### Task to complete
Return every line of the records below that contains the string "roof".

### Dataset records
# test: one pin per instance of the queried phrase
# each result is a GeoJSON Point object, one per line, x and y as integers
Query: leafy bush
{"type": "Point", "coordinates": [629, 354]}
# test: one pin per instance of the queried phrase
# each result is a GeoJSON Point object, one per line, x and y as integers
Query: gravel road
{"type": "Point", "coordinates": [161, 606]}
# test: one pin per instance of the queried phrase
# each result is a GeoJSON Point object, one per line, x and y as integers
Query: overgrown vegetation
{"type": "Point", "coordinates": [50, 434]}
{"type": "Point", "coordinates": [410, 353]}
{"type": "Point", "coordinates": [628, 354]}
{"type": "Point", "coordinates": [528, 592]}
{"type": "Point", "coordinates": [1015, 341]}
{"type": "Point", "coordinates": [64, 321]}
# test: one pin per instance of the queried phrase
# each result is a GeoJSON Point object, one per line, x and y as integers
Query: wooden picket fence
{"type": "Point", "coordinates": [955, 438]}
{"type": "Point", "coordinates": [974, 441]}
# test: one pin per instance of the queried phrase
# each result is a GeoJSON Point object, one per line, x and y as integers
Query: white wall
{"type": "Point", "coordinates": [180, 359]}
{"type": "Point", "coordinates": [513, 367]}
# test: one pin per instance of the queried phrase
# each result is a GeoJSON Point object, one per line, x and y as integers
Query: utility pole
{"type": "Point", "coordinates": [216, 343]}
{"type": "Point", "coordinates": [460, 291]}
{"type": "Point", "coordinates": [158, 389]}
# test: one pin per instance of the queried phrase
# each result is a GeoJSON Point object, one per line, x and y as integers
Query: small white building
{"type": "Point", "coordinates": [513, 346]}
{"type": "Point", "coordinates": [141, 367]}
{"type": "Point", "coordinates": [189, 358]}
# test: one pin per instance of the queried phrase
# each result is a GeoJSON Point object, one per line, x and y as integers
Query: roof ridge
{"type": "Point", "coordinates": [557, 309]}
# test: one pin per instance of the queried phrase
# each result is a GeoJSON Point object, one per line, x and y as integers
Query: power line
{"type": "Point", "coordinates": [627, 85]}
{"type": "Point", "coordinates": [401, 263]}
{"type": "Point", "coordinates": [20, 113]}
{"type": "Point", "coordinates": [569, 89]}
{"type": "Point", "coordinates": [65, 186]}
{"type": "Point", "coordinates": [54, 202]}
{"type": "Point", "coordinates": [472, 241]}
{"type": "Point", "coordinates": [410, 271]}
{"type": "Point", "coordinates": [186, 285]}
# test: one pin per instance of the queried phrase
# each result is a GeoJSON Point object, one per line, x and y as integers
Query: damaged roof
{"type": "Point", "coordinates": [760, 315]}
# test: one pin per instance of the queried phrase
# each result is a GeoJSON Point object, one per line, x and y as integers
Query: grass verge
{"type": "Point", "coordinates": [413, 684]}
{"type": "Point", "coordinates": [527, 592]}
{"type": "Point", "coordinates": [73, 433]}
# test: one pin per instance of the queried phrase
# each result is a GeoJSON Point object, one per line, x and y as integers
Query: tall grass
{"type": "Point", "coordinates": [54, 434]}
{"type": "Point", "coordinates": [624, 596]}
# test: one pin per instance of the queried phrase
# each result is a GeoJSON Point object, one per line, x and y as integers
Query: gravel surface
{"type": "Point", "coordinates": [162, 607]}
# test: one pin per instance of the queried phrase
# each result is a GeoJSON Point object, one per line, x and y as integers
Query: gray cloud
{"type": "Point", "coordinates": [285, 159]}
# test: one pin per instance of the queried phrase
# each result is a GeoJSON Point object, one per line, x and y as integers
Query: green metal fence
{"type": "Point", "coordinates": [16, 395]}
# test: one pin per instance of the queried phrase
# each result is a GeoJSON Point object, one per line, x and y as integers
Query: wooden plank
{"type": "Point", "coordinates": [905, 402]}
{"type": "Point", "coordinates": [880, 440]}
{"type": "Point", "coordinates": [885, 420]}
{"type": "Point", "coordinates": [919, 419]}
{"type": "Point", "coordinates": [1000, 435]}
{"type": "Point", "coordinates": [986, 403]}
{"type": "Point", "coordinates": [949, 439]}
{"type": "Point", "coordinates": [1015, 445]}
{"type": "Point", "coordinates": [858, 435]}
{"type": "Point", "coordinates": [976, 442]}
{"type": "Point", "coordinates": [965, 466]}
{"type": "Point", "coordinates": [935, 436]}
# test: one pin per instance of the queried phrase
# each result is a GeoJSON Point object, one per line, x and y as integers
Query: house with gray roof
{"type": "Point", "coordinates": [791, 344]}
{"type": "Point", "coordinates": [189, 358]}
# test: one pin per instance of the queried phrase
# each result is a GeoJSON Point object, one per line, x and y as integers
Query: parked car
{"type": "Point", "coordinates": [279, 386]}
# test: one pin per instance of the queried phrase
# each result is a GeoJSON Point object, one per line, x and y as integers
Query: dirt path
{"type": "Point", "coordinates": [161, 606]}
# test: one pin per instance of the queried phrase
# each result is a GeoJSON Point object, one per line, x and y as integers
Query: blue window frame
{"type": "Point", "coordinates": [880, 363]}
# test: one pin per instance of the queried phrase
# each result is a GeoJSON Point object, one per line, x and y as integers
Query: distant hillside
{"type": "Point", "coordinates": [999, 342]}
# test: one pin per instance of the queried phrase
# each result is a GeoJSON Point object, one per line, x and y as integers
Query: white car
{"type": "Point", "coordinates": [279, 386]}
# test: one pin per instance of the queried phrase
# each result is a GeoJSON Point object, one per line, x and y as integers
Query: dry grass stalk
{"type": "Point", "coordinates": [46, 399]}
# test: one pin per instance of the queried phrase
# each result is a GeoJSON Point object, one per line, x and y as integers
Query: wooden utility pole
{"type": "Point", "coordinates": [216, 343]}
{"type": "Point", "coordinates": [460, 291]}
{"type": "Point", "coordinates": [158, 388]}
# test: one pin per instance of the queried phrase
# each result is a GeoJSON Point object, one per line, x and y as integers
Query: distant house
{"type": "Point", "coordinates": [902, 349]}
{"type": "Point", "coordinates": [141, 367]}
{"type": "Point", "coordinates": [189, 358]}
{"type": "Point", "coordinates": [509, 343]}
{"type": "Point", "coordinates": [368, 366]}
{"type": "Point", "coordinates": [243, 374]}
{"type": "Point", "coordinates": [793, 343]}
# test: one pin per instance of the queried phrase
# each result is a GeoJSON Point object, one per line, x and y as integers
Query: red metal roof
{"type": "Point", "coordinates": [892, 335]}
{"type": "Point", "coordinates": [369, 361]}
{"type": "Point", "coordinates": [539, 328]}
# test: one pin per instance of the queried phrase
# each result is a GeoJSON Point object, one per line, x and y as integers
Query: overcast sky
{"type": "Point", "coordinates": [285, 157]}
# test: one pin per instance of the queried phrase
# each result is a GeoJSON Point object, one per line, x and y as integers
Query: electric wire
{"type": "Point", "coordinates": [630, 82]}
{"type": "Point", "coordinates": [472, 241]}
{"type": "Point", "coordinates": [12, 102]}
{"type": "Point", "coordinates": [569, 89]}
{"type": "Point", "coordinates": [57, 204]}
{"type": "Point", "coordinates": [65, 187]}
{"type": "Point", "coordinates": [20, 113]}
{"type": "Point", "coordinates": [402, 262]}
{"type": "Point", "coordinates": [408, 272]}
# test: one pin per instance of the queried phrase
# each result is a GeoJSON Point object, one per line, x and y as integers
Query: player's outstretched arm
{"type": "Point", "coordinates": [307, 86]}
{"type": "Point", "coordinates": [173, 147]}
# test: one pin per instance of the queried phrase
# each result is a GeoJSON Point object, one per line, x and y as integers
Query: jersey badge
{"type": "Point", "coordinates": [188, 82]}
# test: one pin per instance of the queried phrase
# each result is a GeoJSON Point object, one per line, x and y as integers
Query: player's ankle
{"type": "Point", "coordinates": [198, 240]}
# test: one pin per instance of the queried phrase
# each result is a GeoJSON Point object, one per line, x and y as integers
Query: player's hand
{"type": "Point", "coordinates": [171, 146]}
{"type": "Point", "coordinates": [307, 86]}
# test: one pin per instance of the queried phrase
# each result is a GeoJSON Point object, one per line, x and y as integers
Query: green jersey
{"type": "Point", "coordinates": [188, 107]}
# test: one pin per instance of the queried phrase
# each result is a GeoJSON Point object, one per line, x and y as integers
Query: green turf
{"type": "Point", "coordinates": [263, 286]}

### Solved exercise
Query: roof ridge
Query: damaged roof
Query: house with gray roof
Query: red metal roof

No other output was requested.